## Task
I need every line that includes the word "machine" copied from the material.

*** Opening Data in this exercise ***

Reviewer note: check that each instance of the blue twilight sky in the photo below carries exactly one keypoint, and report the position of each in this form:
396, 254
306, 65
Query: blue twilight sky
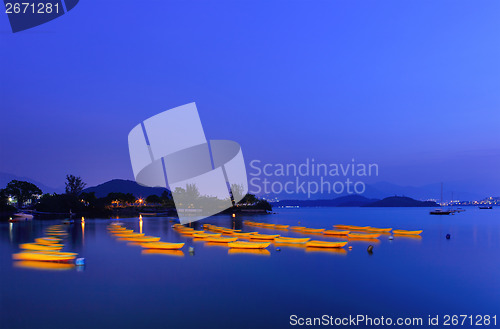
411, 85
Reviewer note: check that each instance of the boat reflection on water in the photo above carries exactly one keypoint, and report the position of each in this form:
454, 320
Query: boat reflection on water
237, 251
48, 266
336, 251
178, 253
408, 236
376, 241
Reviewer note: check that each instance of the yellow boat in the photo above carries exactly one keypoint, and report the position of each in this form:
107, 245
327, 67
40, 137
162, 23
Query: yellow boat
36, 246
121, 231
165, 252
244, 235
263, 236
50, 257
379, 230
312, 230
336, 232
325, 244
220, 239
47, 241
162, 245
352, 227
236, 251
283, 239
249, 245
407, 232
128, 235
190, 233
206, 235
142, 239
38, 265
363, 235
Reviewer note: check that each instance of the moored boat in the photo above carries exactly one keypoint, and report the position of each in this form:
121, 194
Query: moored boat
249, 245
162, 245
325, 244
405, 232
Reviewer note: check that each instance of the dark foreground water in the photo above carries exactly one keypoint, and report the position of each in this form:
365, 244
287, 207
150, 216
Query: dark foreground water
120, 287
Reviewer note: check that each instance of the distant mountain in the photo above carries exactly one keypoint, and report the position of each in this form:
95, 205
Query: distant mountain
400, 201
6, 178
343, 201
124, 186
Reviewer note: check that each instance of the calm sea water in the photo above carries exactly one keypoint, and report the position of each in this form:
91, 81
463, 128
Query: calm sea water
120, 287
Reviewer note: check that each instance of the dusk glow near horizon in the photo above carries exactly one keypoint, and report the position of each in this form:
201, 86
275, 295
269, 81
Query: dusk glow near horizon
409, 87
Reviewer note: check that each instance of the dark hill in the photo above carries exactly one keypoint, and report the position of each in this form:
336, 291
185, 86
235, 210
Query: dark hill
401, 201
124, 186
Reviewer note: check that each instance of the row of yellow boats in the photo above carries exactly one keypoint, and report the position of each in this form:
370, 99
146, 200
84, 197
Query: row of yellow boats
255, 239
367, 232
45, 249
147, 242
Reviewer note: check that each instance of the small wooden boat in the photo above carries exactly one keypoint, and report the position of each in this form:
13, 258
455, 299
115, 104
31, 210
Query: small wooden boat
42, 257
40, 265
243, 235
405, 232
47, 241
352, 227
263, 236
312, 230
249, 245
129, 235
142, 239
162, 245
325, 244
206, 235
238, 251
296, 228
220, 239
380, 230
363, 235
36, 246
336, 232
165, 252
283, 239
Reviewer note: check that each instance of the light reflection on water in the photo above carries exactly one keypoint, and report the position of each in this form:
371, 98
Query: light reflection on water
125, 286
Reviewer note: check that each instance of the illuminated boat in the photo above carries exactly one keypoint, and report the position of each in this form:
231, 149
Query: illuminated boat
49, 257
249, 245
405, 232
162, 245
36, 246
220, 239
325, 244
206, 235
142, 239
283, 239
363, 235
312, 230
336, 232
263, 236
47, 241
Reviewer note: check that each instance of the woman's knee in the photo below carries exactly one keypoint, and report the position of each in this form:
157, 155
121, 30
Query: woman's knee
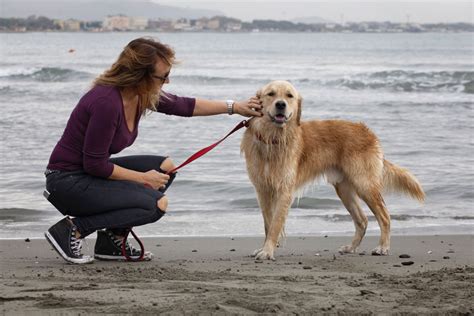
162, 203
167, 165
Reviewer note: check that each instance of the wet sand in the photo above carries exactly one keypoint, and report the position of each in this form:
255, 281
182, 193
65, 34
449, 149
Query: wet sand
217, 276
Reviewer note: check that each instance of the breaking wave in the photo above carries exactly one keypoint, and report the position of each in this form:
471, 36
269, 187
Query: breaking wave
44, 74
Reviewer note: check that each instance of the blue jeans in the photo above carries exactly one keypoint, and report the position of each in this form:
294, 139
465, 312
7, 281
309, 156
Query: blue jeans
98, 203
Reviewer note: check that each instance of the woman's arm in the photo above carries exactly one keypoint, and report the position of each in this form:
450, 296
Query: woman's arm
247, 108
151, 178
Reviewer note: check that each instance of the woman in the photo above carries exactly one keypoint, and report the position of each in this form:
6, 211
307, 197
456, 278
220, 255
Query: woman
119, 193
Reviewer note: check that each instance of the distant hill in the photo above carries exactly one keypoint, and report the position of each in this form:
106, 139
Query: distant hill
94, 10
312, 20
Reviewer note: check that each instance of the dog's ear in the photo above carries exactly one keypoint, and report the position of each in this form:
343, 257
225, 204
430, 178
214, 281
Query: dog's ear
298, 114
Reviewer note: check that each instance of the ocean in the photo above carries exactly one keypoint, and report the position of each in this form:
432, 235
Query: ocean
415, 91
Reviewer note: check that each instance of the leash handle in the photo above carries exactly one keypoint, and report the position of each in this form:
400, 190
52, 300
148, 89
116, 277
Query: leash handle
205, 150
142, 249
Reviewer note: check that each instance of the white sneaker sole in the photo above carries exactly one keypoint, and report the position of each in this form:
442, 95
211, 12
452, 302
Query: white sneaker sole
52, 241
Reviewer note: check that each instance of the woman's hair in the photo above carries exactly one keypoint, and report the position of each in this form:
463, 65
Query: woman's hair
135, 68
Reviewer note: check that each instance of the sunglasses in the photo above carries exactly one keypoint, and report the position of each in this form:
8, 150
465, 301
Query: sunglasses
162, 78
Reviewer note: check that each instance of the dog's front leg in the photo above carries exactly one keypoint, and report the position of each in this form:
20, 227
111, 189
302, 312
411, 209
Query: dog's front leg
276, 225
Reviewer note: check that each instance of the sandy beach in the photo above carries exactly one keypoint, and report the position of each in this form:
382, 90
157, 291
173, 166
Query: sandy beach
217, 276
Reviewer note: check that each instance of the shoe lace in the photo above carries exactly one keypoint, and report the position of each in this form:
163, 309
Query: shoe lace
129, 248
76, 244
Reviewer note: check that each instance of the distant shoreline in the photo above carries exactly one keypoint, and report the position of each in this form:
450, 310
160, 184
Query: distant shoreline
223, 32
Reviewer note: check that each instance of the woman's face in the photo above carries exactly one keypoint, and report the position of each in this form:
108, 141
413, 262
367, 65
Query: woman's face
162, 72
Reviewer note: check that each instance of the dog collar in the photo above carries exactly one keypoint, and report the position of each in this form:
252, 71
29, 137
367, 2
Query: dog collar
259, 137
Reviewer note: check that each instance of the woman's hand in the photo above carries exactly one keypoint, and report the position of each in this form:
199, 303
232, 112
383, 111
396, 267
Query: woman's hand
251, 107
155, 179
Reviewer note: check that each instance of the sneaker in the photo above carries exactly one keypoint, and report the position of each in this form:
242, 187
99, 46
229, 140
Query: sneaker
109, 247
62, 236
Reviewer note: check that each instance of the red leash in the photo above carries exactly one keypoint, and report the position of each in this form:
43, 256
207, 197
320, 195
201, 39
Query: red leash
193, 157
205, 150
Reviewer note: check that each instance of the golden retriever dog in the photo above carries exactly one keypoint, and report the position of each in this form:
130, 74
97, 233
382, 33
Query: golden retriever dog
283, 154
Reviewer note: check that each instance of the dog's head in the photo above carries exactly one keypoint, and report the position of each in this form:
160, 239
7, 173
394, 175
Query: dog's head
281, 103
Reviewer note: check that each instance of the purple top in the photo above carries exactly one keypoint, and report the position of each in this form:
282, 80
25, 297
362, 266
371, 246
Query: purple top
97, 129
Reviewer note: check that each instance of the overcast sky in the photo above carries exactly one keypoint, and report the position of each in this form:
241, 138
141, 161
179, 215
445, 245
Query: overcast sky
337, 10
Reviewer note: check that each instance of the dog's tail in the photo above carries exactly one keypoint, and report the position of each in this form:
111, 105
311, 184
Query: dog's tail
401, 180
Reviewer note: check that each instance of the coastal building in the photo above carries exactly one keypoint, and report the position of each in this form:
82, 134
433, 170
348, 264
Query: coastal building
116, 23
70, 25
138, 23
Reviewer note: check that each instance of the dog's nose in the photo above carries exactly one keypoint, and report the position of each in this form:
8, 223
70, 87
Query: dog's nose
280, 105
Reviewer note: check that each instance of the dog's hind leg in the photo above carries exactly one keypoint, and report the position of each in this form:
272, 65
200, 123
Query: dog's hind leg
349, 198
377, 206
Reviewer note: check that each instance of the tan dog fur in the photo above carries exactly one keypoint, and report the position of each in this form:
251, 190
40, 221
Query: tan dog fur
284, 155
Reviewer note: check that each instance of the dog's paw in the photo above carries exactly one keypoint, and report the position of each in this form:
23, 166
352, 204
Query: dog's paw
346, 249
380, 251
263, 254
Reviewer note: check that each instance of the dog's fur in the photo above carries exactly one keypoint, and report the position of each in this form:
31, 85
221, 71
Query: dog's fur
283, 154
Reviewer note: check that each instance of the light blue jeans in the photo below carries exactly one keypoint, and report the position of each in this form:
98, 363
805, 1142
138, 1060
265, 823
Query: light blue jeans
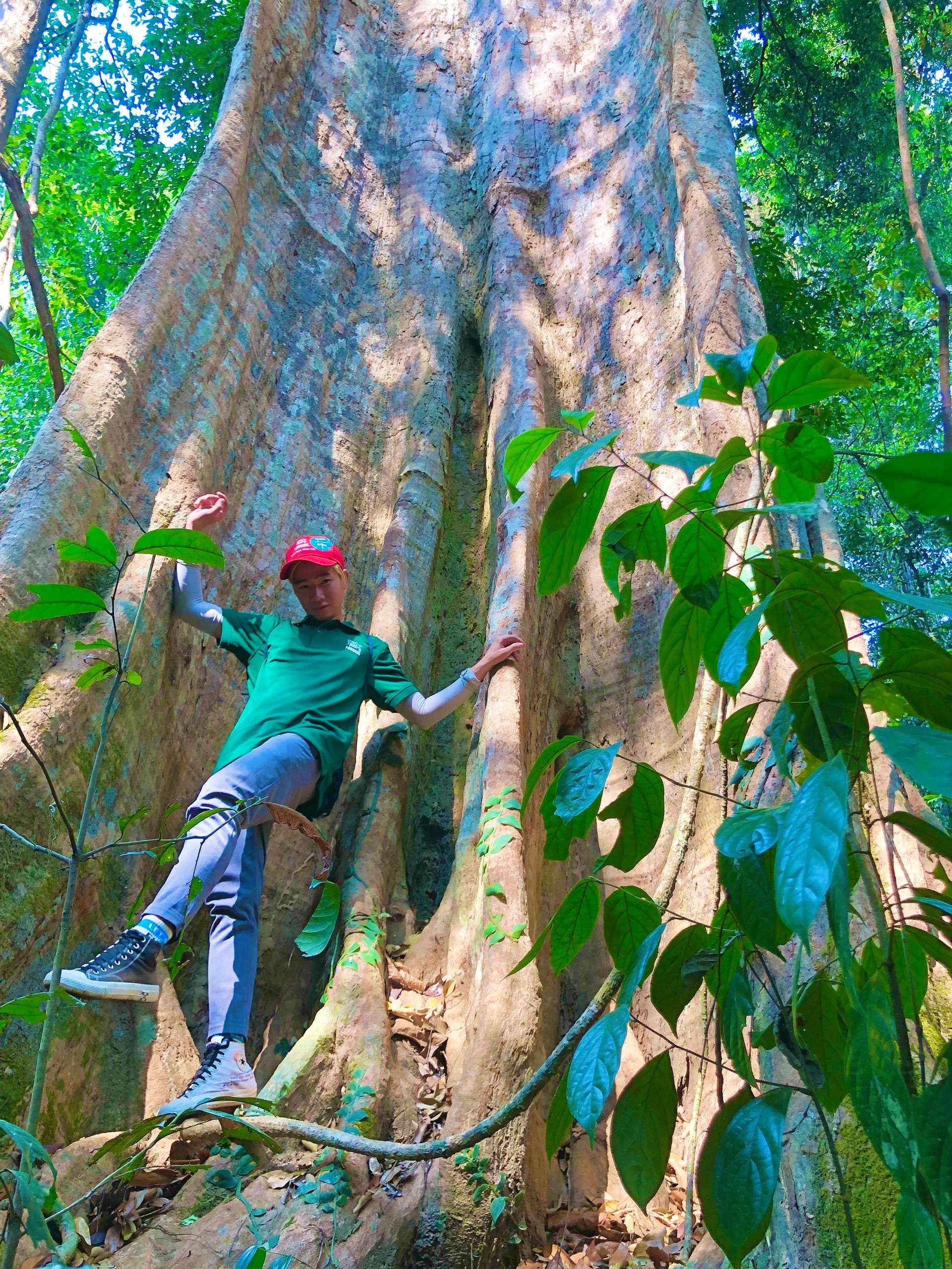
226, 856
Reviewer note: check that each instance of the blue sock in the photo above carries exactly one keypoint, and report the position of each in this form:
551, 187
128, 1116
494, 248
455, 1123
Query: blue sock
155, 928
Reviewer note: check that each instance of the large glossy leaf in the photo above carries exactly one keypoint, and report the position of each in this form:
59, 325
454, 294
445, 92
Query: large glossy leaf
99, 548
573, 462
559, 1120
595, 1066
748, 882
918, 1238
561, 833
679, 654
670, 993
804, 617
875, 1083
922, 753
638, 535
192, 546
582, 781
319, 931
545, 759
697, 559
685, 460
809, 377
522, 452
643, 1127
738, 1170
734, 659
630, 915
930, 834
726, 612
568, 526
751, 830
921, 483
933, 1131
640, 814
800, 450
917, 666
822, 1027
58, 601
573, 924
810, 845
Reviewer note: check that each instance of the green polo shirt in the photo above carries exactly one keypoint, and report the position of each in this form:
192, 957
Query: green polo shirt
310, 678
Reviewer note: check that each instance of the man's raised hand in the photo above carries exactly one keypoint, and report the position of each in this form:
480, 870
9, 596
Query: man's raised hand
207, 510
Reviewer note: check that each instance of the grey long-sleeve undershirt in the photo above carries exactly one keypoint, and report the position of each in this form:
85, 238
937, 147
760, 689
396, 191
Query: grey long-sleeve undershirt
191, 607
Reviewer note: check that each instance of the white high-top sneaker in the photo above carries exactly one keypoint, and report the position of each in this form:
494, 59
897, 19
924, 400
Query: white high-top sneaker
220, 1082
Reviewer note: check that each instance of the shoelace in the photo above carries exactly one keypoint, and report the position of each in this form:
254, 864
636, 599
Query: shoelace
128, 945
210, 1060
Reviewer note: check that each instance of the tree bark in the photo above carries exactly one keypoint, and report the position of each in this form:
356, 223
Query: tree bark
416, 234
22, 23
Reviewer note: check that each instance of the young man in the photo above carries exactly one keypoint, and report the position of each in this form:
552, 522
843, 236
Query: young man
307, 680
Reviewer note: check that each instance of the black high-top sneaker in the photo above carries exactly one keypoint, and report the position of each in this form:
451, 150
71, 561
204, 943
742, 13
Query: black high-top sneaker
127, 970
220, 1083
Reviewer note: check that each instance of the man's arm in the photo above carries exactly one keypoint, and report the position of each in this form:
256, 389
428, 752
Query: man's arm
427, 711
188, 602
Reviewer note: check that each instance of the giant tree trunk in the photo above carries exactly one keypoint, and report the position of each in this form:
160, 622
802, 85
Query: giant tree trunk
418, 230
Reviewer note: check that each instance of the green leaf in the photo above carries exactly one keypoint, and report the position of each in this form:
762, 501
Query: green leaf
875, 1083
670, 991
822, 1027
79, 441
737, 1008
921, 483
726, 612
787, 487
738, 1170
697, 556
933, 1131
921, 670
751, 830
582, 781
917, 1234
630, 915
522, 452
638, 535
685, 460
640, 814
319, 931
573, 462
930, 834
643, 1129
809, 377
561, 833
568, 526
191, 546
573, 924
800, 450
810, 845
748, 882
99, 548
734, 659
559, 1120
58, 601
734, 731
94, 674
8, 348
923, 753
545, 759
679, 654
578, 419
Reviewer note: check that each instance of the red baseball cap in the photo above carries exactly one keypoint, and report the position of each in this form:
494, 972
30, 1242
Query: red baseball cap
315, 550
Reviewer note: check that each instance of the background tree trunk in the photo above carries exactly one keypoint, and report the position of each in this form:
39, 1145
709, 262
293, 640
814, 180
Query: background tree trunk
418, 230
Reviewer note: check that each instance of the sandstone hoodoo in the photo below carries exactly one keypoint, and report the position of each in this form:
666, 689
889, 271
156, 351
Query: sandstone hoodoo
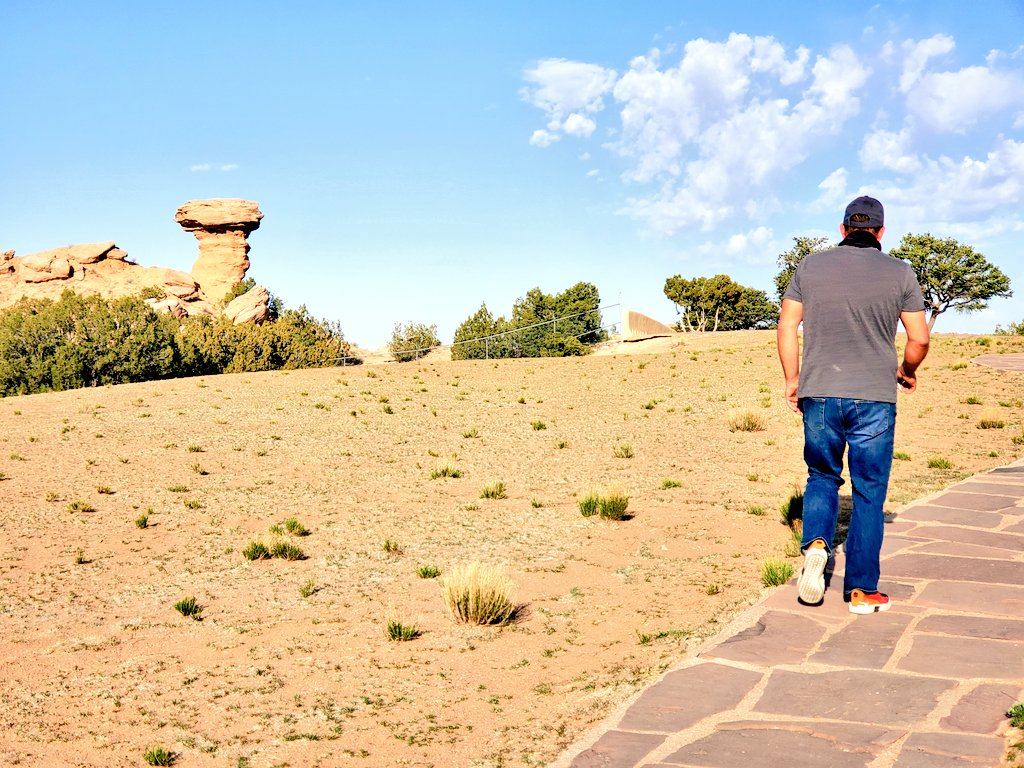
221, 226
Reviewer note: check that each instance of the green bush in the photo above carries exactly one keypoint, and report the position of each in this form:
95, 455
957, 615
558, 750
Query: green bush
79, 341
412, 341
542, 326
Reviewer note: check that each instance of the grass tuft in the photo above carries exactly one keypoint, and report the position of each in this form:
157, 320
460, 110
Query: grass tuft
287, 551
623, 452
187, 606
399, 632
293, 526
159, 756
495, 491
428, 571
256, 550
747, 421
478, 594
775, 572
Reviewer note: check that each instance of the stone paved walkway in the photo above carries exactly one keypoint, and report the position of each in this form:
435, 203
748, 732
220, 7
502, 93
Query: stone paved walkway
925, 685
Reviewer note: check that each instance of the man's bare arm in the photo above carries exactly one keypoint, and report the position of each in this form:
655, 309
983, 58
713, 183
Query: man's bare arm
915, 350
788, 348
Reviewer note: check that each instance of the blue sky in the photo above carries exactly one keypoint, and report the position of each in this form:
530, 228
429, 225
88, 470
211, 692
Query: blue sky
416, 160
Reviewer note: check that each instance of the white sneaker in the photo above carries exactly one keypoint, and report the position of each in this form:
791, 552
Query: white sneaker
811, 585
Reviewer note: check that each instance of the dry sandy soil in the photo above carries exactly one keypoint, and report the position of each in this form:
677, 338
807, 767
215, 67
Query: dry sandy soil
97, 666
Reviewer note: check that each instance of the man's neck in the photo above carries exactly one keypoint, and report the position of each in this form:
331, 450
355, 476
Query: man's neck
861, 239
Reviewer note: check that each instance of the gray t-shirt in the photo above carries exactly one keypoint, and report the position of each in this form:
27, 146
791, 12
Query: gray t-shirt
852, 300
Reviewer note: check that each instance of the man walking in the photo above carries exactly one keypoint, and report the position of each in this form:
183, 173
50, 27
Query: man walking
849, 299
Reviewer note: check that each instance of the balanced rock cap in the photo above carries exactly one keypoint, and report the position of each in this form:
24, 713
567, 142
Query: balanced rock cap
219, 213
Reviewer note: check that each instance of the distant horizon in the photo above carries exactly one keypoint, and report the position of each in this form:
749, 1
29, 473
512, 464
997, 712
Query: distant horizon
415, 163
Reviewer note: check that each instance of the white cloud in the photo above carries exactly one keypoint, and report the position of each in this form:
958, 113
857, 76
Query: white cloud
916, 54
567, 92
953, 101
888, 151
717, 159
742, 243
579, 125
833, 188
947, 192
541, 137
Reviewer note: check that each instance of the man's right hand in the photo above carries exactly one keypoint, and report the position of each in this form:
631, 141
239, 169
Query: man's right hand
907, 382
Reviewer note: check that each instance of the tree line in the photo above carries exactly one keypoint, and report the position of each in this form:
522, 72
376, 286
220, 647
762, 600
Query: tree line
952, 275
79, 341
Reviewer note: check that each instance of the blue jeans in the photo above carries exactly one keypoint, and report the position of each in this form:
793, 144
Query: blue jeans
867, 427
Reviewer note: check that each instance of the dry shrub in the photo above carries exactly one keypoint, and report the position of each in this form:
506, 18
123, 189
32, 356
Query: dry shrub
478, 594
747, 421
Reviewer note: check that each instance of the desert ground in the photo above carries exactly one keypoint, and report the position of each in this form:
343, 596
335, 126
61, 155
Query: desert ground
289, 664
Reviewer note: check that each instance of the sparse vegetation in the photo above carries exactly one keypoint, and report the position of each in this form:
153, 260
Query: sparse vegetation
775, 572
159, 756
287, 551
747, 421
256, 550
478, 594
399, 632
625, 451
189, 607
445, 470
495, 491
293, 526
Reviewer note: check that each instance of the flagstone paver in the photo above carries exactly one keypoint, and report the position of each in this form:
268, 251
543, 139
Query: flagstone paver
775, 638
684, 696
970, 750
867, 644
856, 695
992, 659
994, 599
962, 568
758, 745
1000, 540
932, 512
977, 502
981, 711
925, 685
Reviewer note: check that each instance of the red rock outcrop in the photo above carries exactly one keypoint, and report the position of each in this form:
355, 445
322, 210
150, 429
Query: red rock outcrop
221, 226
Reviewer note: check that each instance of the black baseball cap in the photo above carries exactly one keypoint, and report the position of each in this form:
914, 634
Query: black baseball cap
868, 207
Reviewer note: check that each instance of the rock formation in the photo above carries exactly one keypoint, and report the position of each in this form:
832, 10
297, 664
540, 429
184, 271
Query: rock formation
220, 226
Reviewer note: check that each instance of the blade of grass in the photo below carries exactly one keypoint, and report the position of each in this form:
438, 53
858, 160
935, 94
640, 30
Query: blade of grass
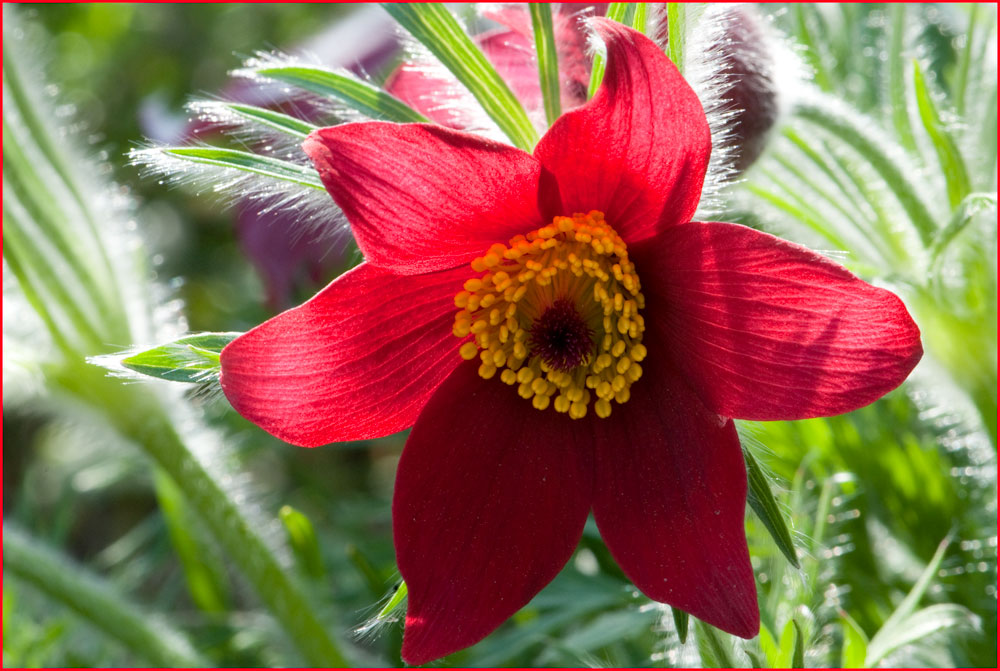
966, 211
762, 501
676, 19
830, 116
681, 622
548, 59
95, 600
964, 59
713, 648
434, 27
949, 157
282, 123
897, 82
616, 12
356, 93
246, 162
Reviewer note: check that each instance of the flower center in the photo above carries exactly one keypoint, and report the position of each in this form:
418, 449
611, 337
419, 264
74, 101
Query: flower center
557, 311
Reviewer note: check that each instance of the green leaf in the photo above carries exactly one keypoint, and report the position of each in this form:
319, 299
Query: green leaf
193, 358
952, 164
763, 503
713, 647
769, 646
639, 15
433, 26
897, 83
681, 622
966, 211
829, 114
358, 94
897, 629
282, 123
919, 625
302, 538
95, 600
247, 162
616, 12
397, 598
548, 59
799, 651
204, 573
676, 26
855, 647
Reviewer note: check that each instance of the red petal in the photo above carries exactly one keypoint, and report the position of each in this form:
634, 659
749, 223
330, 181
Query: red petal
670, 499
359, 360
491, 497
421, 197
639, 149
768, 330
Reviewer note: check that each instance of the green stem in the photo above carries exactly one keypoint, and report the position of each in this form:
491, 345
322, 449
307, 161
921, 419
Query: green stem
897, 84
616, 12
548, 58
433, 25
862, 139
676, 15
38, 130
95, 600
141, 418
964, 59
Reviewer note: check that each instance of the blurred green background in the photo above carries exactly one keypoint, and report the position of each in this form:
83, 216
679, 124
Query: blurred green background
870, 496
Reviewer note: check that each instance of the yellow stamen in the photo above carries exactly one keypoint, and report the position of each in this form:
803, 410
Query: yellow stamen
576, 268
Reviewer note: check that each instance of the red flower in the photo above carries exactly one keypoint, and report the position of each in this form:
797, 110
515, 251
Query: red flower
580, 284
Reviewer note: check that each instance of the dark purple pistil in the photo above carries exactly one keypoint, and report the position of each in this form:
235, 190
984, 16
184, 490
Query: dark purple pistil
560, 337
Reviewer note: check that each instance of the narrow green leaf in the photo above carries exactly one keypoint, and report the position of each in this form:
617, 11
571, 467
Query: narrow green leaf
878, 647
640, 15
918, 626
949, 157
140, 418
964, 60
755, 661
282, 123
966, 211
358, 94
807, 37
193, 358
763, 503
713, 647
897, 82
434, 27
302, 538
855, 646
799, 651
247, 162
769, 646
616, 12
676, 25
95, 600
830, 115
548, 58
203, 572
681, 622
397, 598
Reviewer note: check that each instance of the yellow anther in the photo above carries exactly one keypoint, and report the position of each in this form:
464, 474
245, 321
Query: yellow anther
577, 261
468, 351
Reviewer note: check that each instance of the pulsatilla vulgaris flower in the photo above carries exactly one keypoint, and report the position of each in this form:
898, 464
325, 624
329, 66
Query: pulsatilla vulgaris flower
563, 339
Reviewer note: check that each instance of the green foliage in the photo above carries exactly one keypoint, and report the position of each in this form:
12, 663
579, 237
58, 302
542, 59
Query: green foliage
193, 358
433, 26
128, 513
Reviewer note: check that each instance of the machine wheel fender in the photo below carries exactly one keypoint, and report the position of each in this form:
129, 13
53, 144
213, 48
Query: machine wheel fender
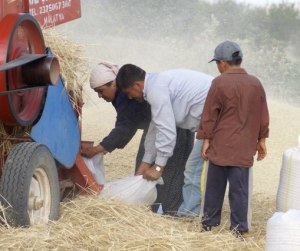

*** Closing Data in this exercise ***

## Answer to this exercise
Reviewer note: check that each instance of the machine wheel fender in the photo below carries exactly one keypoint, and report the position of each in this form:
Query: machine wheel fender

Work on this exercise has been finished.